=== The request ===
Copy the records from the line containing "In this exercise you will indicate the red" through the line containing "x=101, y=50", substituting "marker" for every occurrence of "dot" and leaving all else unchanged.

=== Material for the task ===
========================================
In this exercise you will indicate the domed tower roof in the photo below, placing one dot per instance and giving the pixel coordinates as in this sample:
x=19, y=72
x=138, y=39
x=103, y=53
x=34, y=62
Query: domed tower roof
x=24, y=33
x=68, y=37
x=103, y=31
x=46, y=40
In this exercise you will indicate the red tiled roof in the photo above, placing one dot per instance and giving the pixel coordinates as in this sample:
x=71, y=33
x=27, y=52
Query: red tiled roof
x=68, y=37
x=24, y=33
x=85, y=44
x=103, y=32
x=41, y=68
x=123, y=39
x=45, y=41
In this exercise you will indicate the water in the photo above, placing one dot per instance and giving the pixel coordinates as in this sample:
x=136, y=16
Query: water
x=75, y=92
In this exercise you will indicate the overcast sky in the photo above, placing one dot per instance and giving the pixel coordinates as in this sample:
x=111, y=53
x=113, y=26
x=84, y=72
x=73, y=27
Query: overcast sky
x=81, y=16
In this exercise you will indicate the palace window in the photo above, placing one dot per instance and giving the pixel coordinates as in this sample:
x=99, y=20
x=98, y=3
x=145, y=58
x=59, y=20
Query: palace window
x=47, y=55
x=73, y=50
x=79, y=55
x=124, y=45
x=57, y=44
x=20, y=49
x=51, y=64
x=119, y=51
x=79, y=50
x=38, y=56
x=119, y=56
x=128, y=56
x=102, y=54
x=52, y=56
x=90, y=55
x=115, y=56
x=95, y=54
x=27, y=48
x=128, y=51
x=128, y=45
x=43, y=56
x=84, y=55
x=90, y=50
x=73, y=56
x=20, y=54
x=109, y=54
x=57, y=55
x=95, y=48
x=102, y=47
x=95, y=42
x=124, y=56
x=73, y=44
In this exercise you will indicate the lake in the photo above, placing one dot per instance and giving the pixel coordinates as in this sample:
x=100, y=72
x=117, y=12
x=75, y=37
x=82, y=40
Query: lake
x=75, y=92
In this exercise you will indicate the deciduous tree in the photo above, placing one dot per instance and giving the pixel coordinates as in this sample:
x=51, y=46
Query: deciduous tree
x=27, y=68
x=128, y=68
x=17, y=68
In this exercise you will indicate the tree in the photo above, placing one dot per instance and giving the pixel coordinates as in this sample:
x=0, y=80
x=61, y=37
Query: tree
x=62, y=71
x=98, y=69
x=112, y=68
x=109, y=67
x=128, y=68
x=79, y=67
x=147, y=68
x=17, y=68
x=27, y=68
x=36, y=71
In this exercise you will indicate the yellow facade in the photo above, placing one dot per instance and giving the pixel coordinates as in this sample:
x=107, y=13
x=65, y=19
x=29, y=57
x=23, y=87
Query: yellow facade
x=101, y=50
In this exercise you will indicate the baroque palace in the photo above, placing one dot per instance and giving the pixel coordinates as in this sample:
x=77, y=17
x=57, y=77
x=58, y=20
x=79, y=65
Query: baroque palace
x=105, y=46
========================================
=== Task result ===
In this exercise you will indicate the red tiled roof in the photo above, placing one marker per instance and giving the pixel coordinates as in this sample:
x=71, y=33
x=27, y=52
Query: red tiled roof
x=68, y=37
x=24, y=33
x=85, y=44
x=103, y=32
x=41, y=68
x=123, y=39
x=45, y=41
In this exercise you will indicate the water in the photo above, placing one marker per instance and giving the pixel coordinates as in this sample:
x=136, y=16
Query: water
x=75, y=92
In this exercise you will indicate the overcast sky in the photo above, placing one marker per instance and giving the pixel coordinates as in this sample:
x=111, y=53
x=113, y=26
x=84, y=72
x=73, y=27
Query: overcast sky
x=81, y=16
In this exercise you will indicate the palace window in the photo above, placing one marker per instance and giving the pixel coordinates as in this sample:
x=99, y=20
x=98, y=3
x=145, y=58
x=59, y=20
Query: palace window
x=47, y=55
x=73, y=50
x=79, y=55
x=124, y=45
x=57, y=44
x=20, y=49
x=51, y=64
x=119, y=51
x=79, y=50
x=38, y=56
x=119, y=56
x=128, y=56
x=102, y=54
x=52, y=56
x=90, y=55
x=115, y=56
x=95, y=54
x=27, y=48
x=128, y=51
x=128, y=45
x=43, y=56
x=84, y=55
x=90, y=50
x=73, y=56
x=20, y=54
x=109, y=54
x=57, y=55
x=95, y=48
x=102, y=47
x=95, y=42
x=124, y=56
x=73, y=44
In this exercise you will indicate the lake in the photo above, placing one marker per instance and giving the pixel coordinates as in this sample:
x=100, y=72
x=117, y=12
x=75, y=37
x=82, y=40
Query: lake
x=75, y=92
In this exercise you will indicate the deciduous tree in the photo above, placing one marker per instance and giving the pixel coordinates as in this sample:
x=51, y=46
Query: deciduous tree
x=27, y=68
x=128, y=68
x=17, y=68
In this exercise you will indicate the tree in the photo above, placing one marker per instance and giving the pixel coordinates as in this sample:
x=0, y=80
x=61, y=37
Query: tree
x=62, y=71
x=98, y=69
x=112, y=68
x=109, y=67
x=128, y=68
x=79, y=67
x=147, y=68
x=17, y=68
x=27, y=68
x=36, y=71
In this exercise you will indicate the yellow facade in the photo above, placing one marker per instance and giving the pixel coordinates as in this sample:
x=107, y=13
x=65, y=19
x=29, y=57
x=23, y=87
Query: yellow facade
x=101, y=50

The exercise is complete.